* _WORK TO DO_
Render the part of the material that opens with the line containing "Where can the gray" and closes with the line containing "point(15, 117)" as a two-column CSV with columns instruction and points, one row per request. Put each field in quotes and replace any line breaks inside a field with spaces.

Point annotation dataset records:
---*---

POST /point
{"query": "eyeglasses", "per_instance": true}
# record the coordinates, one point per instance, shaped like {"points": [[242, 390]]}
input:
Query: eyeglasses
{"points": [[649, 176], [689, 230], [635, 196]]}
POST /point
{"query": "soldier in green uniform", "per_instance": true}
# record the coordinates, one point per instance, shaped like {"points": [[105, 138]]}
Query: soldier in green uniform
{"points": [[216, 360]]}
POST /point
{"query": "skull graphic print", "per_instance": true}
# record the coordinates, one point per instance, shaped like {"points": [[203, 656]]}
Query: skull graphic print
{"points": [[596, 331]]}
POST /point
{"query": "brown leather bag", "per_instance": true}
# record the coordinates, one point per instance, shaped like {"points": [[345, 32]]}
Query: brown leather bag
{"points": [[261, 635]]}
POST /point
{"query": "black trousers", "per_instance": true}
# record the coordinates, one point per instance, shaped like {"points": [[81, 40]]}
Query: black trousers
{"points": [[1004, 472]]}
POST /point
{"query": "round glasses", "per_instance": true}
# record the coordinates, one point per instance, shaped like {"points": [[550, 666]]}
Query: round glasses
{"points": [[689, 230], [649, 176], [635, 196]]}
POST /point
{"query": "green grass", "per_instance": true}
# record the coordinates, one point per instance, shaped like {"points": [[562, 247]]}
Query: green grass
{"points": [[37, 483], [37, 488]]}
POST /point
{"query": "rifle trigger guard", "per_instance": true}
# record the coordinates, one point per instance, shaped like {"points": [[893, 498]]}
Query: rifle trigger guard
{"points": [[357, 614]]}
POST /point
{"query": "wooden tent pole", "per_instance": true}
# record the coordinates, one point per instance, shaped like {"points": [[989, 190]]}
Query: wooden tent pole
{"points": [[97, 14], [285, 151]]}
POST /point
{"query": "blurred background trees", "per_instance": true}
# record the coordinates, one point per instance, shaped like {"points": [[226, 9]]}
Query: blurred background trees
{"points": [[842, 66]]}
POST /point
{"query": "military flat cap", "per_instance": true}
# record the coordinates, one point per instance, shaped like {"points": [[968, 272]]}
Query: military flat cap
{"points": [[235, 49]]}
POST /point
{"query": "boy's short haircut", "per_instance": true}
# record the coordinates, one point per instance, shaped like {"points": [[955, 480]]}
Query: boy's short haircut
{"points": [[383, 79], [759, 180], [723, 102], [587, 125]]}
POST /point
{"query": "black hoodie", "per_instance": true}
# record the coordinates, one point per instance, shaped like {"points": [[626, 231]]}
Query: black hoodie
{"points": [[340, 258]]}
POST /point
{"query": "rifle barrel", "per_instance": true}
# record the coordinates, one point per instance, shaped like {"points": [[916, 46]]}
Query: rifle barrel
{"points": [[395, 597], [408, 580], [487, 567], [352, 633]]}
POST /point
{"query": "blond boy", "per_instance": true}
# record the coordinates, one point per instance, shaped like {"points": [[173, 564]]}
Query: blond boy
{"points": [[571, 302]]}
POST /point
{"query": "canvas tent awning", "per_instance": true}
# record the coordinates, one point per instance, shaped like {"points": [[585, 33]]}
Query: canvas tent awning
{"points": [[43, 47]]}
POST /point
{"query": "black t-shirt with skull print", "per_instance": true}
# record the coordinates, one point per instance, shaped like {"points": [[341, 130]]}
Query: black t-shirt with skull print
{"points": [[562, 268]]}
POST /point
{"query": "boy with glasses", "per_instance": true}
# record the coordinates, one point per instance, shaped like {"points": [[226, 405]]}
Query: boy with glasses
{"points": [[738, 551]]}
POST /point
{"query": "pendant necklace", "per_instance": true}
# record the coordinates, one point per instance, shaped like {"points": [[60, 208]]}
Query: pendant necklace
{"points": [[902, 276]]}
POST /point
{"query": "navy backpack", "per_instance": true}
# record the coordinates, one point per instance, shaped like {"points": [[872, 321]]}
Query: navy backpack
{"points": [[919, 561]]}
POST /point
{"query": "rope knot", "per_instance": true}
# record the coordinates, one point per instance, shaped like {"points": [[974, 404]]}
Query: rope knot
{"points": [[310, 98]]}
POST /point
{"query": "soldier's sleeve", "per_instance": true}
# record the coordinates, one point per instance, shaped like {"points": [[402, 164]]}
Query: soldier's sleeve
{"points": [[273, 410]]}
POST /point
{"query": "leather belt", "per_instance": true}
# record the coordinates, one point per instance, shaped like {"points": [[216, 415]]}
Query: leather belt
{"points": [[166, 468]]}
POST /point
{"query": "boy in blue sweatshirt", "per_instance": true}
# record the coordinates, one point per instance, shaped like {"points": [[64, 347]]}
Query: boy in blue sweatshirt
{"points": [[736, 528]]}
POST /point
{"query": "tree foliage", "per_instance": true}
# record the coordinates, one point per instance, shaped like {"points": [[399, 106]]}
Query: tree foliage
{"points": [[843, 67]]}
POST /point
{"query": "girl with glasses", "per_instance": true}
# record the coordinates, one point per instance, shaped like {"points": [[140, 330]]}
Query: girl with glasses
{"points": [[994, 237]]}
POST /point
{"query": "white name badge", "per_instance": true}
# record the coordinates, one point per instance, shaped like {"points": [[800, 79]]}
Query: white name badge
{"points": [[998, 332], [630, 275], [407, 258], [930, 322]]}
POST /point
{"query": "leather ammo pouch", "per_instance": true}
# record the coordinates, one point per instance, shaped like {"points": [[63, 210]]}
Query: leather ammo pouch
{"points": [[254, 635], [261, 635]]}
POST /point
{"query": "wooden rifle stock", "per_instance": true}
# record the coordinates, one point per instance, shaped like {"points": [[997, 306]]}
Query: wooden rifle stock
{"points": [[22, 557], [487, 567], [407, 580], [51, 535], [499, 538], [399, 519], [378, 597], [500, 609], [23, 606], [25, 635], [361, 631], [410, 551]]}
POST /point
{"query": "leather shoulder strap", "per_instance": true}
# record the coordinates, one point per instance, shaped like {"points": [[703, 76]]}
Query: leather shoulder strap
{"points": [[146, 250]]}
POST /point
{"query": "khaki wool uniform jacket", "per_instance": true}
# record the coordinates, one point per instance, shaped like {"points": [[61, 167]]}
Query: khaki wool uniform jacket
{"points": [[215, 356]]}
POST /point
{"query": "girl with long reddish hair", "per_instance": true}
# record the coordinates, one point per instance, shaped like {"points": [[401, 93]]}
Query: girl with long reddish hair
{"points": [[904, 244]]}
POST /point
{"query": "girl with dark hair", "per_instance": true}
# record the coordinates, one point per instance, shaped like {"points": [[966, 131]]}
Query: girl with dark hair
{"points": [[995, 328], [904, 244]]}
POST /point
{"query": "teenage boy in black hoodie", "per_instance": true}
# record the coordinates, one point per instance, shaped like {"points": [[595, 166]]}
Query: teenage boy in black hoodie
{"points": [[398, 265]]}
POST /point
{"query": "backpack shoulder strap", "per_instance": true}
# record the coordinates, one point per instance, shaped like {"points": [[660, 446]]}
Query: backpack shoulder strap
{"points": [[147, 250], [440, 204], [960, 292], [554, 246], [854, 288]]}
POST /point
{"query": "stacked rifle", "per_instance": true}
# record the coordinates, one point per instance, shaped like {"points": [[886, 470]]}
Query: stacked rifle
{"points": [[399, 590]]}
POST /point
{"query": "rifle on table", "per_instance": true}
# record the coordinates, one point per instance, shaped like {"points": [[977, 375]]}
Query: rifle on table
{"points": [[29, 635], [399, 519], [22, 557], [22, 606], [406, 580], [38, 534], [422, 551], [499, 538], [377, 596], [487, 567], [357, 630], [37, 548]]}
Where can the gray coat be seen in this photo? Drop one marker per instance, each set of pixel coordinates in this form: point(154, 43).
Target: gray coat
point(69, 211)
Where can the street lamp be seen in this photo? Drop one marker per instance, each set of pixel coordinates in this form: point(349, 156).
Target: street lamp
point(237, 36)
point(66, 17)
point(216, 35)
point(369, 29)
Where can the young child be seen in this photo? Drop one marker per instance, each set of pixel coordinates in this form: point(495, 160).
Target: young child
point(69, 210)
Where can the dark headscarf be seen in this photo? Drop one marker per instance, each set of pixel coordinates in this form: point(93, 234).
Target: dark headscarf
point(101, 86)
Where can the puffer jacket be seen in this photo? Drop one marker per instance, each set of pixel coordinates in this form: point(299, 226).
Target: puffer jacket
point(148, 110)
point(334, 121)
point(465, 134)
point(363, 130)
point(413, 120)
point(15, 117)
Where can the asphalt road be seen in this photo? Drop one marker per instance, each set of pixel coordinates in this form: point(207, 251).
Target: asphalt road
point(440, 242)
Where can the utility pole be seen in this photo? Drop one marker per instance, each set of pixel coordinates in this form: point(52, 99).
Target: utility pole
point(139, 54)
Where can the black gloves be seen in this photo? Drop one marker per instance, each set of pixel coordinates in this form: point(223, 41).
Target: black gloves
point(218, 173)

---*---

* _SOLUTION_
instruction,points
"Where can the gray coat be seen in this photo? Drop one marker per instance, each set of pixel coordinates in this form: point(154, 43). Target: gray coat","point(69, 211)"
"Where can the street lamp be seen in this photo? Drop one marker per instance, each set of pixel coordinates in this form: point(349, 156). Target: street lamp","point(237, 36) point(66, 17) point(216, 35) point(369, 29)"
"Where can the young child be seen in this photo? Drop one marker per instance, each set of pixel coordinates in this form: point(495, 160). Target: young child","point(69, 210)"
"Where can the dark headscarf be seen in this photo? Drop one marker per instance, each set of pixel coordinates in this form: point(93, 234). Target: dark headscarf","point(101, 86)"
"Where can the puffer jacket be seen in this photo? Drop one marker per instance, each set of pixel coordinates in this form: point(299, 226). Target: puffer jacket","point(148, 110) point(334, 121) point(465, 134) point(363, 130) point(413, 120) point(15, 117)"